- VORLIEGENDER TEXT

====

Wegen der weiteren Einzelheiten des Parteivorbringens wird auf die eingereichten Schriftsätze nebst Anlagen Bezug genommen.

Entscheidungsgründe

11

Die Klage ist nicht begründet.

12

Der Kläger ist nicht berechtigt, eine Anpassung des am 8.12.2000 geschlossenen Abfindungsvergleiches zu verlangen.

13

Der Beklagte zu 1) ist passivlegitimiert, da die Beklagte zu 2) den Abfindungsvergleich auch im Namen und damit für den Beklagten zu 1) geschlossen hat.

14

In einem Abfindungsvergleich trifft der Geschädigte mit dem Schädiger beziehungsweise dessen Haftpflichtversicherer eine Vereinbarung über seine Ersatzansprüche. In dieser erklärt sich der geschädigte typischerweise auch wegen etwaiger künftiger Ansprüche aus dem Schadensereignis für abgefunden. Probleme treten regelmäßig dann auf, wenn in der Person des Geschädigten schwere unvorhersehbare Spätschäden eintreten oder sich - wie hier - sonst wirtschaftliche Rahmenbedingungen ändern.

====

- DATENÜBERSICHT
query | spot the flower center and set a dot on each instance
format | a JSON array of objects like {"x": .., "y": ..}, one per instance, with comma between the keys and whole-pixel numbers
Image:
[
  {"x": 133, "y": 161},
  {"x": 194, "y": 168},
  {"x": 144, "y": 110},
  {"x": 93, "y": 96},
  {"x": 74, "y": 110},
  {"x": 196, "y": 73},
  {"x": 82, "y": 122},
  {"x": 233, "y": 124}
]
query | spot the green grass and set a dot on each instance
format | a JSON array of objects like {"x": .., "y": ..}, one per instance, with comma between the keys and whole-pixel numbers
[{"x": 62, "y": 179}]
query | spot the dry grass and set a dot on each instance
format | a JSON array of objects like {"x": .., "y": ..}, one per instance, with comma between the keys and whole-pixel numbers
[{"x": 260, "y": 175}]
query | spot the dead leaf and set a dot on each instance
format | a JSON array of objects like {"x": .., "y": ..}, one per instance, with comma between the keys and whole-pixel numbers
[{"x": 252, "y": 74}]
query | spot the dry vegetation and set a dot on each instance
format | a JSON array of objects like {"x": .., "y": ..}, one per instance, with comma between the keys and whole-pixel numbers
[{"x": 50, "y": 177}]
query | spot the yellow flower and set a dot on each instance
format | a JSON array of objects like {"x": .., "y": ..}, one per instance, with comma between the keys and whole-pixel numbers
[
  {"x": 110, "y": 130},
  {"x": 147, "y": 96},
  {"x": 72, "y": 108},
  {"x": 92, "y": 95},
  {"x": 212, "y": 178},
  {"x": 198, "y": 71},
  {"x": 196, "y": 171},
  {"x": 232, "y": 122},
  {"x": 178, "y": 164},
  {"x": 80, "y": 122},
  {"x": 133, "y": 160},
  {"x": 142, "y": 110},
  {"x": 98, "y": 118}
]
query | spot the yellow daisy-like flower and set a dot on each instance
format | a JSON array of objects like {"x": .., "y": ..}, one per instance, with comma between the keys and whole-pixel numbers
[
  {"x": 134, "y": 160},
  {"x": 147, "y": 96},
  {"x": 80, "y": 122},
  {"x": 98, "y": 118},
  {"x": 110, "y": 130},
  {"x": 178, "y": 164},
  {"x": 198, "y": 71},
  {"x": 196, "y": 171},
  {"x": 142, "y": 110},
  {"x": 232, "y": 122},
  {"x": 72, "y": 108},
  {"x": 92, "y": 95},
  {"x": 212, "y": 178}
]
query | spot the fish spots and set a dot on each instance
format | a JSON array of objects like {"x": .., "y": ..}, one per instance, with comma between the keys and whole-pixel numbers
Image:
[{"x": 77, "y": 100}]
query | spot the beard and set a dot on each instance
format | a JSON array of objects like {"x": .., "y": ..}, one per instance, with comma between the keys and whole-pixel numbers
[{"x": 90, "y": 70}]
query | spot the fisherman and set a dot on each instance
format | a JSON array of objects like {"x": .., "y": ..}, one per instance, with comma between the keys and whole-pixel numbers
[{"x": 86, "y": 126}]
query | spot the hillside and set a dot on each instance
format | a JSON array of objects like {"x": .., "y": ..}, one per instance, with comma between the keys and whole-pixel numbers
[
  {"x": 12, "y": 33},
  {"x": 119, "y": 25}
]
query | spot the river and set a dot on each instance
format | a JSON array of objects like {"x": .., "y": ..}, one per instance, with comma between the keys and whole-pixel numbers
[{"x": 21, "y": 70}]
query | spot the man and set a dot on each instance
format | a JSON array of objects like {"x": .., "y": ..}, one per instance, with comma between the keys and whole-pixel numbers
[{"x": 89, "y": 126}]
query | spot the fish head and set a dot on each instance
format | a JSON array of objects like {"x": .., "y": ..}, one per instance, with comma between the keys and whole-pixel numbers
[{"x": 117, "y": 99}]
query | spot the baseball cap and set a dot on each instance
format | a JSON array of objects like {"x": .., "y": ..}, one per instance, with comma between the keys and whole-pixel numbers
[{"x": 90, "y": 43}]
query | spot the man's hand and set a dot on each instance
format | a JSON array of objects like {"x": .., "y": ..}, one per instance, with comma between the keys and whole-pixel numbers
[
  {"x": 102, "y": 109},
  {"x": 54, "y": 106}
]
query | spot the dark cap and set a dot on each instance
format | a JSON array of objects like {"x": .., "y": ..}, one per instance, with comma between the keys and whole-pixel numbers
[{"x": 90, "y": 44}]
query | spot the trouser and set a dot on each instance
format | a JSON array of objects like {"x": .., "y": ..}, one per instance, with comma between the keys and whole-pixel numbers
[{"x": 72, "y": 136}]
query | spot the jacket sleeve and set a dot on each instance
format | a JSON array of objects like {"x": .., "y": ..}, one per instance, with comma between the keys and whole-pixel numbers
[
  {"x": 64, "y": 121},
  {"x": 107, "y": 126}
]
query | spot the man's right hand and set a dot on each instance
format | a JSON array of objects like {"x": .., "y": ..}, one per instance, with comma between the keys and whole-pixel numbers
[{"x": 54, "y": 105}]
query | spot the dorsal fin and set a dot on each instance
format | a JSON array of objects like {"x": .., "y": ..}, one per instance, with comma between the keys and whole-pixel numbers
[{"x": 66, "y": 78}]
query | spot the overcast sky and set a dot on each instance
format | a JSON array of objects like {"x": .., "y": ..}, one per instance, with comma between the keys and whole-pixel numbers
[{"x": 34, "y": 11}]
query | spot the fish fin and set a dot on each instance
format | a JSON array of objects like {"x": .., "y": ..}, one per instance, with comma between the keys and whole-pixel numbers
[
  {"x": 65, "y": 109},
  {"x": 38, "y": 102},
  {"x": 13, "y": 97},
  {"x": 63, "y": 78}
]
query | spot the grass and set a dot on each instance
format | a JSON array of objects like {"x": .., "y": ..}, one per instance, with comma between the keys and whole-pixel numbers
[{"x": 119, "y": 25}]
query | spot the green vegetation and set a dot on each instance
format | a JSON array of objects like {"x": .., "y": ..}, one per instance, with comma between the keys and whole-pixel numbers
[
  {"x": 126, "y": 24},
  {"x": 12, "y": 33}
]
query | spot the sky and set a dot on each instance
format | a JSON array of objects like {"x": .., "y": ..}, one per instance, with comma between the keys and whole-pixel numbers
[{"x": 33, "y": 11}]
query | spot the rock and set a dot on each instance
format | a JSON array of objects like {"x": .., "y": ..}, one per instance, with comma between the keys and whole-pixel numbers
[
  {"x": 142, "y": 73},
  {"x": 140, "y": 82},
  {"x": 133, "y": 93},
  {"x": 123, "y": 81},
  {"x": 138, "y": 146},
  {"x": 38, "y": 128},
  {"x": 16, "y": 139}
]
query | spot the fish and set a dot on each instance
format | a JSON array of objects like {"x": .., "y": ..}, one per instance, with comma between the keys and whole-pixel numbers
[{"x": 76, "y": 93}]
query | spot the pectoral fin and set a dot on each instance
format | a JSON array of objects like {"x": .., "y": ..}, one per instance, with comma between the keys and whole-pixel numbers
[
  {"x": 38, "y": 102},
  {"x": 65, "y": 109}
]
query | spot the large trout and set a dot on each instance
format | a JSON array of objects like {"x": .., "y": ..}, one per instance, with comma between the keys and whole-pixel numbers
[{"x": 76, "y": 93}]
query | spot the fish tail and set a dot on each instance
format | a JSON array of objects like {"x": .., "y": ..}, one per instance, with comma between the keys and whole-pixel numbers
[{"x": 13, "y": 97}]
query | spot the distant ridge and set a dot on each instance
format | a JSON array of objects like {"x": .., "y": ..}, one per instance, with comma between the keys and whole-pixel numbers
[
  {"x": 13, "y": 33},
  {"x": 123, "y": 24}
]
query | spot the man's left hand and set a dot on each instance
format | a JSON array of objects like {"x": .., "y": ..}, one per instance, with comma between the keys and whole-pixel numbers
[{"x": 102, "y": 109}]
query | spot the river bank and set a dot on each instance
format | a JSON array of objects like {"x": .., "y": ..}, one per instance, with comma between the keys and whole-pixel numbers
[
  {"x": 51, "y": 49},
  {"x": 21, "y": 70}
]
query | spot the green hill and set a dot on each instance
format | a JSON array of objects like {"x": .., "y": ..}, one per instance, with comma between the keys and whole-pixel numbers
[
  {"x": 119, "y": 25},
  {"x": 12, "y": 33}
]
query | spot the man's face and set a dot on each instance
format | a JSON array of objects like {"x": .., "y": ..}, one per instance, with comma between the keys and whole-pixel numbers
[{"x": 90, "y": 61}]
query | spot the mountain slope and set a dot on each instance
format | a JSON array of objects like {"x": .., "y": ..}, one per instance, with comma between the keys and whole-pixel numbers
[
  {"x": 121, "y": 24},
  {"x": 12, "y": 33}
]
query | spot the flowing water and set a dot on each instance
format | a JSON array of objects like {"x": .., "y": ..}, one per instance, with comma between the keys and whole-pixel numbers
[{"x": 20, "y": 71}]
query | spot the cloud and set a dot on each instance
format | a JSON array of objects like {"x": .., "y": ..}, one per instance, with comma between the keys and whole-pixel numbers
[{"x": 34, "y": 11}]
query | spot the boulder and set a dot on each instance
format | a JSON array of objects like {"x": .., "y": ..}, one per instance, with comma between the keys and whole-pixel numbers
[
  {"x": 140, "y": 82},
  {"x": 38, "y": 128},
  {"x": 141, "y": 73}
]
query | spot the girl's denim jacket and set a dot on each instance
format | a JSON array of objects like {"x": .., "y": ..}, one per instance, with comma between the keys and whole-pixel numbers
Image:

====

- FRAGEN
1. Schreiben Sie aus dem vorliegenden Text den Abschnitt von "Entscheidungsgründe" bis "Abfindungsvergleiches zu verlangen." genau ab.
2. An welchem Datum wurde laut dem vorliegenden Text der Abfindungsvergleich geschlossen?

- LÖSUNGEN
1.
Entscheidungsgründe

11

Die Klage ist nicht begründet.

12

Der Kläger ist nicht berechtigt, eine Anpassung des am 8.12.2000 geschlossenen Abfindungsvergleiches zu verlangen.

2. Am 8.12.2000.